[Written problem]
Convert the records below into a two-column CSV with the header instruction,points, one row per record. Put each record's text under instruction and its answer under points, enclosing each field in double quotes and replacing line breaks with spaces.

[Dataset excerpts]
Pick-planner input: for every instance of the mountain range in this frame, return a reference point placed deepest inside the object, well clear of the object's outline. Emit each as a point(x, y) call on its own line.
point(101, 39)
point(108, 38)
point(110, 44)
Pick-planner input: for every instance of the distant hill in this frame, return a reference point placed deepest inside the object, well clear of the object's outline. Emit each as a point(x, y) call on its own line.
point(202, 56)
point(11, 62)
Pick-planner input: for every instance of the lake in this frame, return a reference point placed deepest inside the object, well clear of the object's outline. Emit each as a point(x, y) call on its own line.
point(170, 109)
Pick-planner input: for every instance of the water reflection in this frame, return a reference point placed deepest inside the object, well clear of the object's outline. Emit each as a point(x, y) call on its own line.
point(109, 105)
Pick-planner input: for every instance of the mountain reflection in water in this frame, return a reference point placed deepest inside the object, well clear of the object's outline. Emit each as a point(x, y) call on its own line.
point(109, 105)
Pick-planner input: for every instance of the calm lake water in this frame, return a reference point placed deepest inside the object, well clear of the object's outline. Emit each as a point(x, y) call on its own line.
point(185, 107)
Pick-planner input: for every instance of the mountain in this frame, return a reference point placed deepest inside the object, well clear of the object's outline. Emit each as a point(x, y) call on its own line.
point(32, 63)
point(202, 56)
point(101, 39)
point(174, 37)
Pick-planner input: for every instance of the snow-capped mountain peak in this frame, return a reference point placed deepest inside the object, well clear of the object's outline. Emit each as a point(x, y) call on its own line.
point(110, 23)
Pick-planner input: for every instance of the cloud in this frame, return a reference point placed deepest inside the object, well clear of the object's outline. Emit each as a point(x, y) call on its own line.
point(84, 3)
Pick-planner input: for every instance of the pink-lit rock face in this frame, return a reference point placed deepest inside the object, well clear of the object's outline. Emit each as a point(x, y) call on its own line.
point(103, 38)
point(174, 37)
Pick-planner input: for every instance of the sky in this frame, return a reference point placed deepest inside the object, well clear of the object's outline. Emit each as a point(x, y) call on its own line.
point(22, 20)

[Output of the exercise]
instruction,points
"Pick-planner input: for every instance of the mountain range in this frame, return a reference point placed deepest inside the object, well clear of the object's outline. Emit each as a point(x, y) call on its own line.","point(101, 39) point(108, 38) point(110, 44)"
"Pick-planner input: for every instance of the distant hill in this frame, return a reference point placed deepest inside the object, well clear of the object's outline. Emit each as a point(x, y) call on its own line.","point(202, 56) point(11, 62)"
"Pick-planner input: for every instance of the lake in this frame, return a reference point placed deepest inside the object, well clear of the object's outline. Emit each as a point(x, y) call on its own line.","point(170, 109)"
"Pick-planner input: for every instance of the water reflection in this frame, return a reference point placed deepest inside the object, well clear of the object's outline. Emit each as a point(x, y) call on its own line.","point(109, 105)"
"Pick-planner input: for every instance of the mountain reflection in water in this frame, return a reference point placed deepest inside the object, well clear of the object's outline. Emit each as a point(x, y) call on its own line.","point(109, 105)"
"Pick-planner input: for every instance of the calm lake water in this frame, return a reference point placed deepest inside the object, well clear of the object's outline. Emit each as a point(x, y) call on its own line.","point(185, 107)"
"Pick-planner input: for every instance of the mountain in this frame, return a reference point placed deepest inside the object, well clear of the object's outline. Emit each as a point(x, y) call on its own line.","point(32, 63) point(202, 56) point(101, 39) point(174, 37)"
"Pick-planner input: for every instance of the snow-capped mountain peak in this frame, return a reference point placed deepest inside the object, well clear of the object's outline. Emit each as a point(x, y) call on its own line.","point(110, 23)"
"Pick-planner input: for every instance of the cloud in this frame, return a reference point placed deepest inside the object, well clear of the object's outline. Emit each as a point(x, y) call on its own line.","point(84, 3)"
"Pick-planner input: for every instance of the pink-lit rock face in this frame, return a reference point placed deepest inside the object, well clear of the object's outline. Emit each as a point(x, y) call on its own line.","point(103, 38) point(174, 37)"
"Pick-planner input: for every instance of the sky in this frame, return a reference point placed deepest inside the object, well clear of the object's outline. Emit each as a point(x, y) call on its own line.","point(22, 20)"